Your goal: Copy out every line of the data where the word "driveway" is found.

(Dataset items)
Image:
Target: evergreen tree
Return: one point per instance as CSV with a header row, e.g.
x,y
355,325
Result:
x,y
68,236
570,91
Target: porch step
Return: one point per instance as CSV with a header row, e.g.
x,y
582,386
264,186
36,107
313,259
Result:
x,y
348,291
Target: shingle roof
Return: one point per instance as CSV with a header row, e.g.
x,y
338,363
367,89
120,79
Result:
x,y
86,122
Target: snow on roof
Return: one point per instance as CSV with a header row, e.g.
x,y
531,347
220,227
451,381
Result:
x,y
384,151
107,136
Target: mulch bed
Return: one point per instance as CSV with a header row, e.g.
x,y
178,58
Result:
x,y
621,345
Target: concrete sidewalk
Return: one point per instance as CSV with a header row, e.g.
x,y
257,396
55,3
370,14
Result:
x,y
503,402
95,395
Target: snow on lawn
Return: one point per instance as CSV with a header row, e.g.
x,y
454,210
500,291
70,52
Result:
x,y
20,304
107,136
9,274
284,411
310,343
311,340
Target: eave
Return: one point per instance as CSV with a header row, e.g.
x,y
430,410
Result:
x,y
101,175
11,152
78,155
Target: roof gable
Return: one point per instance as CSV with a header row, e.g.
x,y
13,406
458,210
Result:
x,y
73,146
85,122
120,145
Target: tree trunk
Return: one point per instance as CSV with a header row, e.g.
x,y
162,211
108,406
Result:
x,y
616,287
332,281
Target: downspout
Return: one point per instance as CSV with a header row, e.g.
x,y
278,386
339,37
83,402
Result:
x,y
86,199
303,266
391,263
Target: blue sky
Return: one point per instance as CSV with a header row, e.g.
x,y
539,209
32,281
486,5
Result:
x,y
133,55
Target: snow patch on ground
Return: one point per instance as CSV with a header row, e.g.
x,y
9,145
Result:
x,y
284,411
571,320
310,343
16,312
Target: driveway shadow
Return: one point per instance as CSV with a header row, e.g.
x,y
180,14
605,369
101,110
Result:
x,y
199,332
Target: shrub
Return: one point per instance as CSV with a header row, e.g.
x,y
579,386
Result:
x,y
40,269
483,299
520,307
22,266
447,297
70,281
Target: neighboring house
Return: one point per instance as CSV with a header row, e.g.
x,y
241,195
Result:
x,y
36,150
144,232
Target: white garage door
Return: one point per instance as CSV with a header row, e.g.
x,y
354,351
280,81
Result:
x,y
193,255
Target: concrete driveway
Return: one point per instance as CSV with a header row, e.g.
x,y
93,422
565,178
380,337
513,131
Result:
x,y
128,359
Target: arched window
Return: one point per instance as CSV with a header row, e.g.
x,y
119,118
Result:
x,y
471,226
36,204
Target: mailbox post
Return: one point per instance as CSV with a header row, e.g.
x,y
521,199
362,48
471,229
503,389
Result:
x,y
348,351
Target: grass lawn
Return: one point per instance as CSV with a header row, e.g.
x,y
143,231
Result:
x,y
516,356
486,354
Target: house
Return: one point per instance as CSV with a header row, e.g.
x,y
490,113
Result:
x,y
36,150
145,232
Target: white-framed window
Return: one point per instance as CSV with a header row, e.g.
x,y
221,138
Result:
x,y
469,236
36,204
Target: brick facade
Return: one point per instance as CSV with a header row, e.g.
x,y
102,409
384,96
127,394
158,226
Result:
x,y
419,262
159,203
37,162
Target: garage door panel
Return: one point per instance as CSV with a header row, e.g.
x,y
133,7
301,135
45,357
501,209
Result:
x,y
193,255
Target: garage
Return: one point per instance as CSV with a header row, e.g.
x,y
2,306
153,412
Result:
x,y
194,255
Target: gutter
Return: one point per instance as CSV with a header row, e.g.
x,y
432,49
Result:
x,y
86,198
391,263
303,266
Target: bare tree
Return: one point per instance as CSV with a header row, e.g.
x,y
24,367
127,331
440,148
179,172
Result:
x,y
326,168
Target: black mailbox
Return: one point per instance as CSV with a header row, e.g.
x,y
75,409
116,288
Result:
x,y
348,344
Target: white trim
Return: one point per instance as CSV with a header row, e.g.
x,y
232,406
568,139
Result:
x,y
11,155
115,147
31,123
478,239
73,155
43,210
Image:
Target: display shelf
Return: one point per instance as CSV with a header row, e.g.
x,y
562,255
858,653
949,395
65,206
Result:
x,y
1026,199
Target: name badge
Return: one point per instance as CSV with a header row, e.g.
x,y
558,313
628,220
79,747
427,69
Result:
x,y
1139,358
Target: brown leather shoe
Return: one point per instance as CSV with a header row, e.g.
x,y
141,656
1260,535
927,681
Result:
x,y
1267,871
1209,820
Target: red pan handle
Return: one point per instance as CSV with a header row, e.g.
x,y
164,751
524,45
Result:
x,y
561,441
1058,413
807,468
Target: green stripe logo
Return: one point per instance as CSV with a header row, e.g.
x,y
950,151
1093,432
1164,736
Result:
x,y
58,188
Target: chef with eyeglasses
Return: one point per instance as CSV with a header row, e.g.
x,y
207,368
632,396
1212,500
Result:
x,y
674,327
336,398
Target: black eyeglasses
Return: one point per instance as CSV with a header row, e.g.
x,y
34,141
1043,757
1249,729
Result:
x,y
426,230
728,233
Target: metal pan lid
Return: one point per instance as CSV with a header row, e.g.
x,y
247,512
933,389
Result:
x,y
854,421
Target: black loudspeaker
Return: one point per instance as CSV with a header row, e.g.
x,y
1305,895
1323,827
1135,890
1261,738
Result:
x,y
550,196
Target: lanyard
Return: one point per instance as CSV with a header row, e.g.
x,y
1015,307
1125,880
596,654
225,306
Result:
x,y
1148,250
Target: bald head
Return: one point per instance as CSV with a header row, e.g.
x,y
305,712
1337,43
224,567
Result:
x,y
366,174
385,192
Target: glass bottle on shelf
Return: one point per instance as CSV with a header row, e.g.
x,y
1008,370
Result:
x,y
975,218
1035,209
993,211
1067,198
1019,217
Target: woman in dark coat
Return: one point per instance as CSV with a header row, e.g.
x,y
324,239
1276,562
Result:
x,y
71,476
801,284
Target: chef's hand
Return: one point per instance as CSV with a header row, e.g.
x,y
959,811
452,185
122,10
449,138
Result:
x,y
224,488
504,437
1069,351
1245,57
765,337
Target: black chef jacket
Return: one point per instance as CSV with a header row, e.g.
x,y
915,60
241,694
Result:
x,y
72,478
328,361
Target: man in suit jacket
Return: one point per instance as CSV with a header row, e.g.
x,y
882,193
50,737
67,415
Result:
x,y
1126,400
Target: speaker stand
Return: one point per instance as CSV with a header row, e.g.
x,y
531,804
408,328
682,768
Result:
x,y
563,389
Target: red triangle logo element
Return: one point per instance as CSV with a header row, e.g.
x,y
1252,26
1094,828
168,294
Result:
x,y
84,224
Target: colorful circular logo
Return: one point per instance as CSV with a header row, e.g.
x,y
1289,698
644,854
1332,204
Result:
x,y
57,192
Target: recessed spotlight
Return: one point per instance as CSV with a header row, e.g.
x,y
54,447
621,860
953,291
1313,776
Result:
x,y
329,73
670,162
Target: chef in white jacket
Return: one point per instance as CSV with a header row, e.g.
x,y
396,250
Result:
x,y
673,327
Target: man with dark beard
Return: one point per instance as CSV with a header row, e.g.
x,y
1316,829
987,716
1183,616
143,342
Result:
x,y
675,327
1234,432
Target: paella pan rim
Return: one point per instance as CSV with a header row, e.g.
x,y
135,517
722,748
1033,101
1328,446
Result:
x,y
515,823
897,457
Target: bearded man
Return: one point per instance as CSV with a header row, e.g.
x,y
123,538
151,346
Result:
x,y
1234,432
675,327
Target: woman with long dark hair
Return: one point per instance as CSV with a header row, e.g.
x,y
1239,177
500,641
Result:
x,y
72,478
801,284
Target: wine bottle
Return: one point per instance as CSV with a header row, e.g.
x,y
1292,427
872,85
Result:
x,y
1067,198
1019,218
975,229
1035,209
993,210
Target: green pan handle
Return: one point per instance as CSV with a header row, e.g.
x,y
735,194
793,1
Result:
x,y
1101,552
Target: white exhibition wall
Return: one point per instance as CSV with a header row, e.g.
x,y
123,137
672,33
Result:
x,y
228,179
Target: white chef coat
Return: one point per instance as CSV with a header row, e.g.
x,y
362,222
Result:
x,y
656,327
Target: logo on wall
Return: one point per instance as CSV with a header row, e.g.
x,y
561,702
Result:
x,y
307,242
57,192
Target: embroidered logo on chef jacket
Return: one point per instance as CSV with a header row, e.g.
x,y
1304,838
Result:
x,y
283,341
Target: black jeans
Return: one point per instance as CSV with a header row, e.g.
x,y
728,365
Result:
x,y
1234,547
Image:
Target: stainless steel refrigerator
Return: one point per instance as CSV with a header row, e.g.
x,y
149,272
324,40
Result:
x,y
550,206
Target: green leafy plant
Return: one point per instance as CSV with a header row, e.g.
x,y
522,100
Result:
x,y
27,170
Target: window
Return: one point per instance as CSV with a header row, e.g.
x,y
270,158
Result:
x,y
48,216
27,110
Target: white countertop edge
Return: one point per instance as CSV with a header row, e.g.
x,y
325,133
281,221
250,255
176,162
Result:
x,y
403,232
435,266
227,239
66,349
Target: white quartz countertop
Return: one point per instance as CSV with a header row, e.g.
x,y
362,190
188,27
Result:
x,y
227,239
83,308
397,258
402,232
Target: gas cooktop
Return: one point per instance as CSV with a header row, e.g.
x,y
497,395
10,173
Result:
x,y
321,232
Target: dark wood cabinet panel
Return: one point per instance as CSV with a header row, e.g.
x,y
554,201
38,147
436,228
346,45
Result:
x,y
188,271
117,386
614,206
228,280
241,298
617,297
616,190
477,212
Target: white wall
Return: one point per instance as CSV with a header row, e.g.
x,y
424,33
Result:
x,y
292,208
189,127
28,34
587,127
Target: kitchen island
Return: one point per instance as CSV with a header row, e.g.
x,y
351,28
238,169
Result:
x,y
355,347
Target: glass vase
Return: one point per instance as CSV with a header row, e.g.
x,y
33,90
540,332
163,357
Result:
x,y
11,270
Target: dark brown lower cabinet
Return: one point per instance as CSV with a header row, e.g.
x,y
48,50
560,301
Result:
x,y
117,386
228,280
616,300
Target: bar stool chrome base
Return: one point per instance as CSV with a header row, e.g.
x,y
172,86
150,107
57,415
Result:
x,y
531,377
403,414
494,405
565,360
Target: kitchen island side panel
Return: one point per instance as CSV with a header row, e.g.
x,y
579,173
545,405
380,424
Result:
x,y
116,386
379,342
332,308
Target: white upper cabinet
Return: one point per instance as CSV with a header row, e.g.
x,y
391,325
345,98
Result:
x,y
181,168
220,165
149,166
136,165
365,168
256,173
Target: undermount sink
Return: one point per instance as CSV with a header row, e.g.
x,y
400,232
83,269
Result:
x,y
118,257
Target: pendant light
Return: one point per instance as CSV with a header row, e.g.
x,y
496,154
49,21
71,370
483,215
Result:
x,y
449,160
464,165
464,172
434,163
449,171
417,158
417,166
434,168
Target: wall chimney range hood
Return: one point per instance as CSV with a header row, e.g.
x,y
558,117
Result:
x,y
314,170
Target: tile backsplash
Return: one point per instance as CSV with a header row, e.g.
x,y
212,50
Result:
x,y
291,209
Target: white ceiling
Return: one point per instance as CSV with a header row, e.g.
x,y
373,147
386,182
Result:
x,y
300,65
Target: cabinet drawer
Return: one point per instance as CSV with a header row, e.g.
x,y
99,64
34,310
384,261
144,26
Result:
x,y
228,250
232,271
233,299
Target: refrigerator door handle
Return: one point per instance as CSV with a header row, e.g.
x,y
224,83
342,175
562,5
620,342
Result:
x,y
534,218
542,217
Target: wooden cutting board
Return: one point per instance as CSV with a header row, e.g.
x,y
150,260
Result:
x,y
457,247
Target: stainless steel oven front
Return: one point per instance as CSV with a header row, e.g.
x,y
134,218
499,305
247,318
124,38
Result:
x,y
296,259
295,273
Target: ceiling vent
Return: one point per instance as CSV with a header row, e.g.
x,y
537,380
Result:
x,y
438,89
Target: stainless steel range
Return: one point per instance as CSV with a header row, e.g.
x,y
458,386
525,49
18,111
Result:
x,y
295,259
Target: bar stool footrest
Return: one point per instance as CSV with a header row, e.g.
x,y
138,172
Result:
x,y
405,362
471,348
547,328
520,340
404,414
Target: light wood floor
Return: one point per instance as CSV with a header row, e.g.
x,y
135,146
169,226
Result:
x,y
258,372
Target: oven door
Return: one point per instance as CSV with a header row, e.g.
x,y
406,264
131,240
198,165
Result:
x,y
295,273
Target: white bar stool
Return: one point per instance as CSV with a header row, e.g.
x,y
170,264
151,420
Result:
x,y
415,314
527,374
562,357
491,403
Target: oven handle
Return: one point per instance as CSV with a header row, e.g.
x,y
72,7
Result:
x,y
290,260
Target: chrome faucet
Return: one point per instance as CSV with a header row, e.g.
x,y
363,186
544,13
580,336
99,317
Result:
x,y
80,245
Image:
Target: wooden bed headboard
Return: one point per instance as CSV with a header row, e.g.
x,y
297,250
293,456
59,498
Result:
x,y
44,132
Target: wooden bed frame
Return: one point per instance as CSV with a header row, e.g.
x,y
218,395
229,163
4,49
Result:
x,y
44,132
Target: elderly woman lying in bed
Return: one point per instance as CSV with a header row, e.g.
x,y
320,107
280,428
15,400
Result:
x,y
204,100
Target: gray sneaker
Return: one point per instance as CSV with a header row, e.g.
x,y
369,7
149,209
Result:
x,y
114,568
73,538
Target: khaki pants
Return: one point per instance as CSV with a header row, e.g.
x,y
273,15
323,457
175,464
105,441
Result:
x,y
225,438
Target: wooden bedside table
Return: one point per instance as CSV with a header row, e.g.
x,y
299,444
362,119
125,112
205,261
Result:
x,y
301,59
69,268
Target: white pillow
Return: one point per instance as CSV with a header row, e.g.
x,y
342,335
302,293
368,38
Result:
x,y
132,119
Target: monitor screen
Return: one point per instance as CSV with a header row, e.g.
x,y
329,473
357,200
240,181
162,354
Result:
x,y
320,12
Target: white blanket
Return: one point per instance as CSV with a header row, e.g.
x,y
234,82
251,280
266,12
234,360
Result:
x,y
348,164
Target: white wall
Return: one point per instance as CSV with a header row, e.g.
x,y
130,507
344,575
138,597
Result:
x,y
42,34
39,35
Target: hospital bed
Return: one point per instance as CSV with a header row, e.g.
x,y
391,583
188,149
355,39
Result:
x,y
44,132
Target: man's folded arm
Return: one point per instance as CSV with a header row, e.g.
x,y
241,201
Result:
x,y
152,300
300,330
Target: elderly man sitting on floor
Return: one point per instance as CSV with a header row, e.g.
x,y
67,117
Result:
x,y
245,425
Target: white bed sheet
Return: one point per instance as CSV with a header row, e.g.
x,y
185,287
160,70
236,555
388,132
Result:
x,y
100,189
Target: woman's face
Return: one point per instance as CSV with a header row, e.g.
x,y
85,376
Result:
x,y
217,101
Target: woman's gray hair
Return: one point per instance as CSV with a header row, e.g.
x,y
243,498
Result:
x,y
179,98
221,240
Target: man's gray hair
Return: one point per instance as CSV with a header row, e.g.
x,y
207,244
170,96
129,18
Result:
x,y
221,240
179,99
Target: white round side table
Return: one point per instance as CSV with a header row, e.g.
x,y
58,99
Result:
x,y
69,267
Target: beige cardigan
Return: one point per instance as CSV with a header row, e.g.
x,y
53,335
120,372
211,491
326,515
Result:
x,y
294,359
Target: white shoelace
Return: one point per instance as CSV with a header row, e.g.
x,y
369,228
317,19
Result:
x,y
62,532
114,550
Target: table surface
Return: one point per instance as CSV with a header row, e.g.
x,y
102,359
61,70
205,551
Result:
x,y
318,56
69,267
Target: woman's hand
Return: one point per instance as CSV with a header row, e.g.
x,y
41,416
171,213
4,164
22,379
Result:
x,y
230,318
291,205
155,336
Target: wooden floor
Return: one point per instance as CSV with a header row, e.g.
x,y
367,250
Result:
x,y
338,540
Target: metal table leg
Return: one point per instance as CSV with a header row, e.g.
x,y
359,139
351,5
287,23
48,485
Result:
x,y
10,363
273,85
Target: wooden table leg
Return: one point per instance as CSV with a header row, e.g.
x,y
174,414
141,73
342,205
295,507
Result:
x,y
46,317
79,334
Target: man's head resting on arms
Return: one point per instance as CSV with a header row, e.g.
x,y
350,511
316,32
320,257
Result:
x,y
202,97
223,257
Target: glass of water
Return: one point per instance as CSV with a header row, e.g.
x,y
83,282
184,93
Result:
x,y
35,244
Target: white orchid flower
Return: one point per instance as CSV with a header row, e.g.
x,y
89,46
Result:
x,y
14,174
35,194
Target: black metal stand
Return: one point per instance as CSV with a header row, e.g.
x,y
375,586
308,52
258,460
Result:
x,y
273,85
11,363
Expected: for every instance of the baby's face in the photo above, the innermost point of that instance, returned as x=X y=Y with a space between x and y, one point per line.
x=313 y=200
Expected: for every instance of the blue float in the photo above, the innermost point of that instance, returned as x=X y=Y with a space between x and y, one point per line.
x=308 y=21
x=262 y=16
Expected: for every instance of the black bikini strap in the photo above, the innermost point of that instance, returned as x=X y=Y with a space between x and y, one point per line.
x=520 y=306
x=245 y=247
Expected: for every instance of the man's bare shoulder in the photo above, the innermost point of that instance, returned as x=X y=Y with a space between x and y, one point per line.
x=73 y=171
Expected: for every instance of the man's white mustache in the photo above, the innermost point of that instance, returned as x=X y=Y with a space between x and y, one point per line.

Answer for this exercise:
Target: driveway shadow
Target: concrete driveway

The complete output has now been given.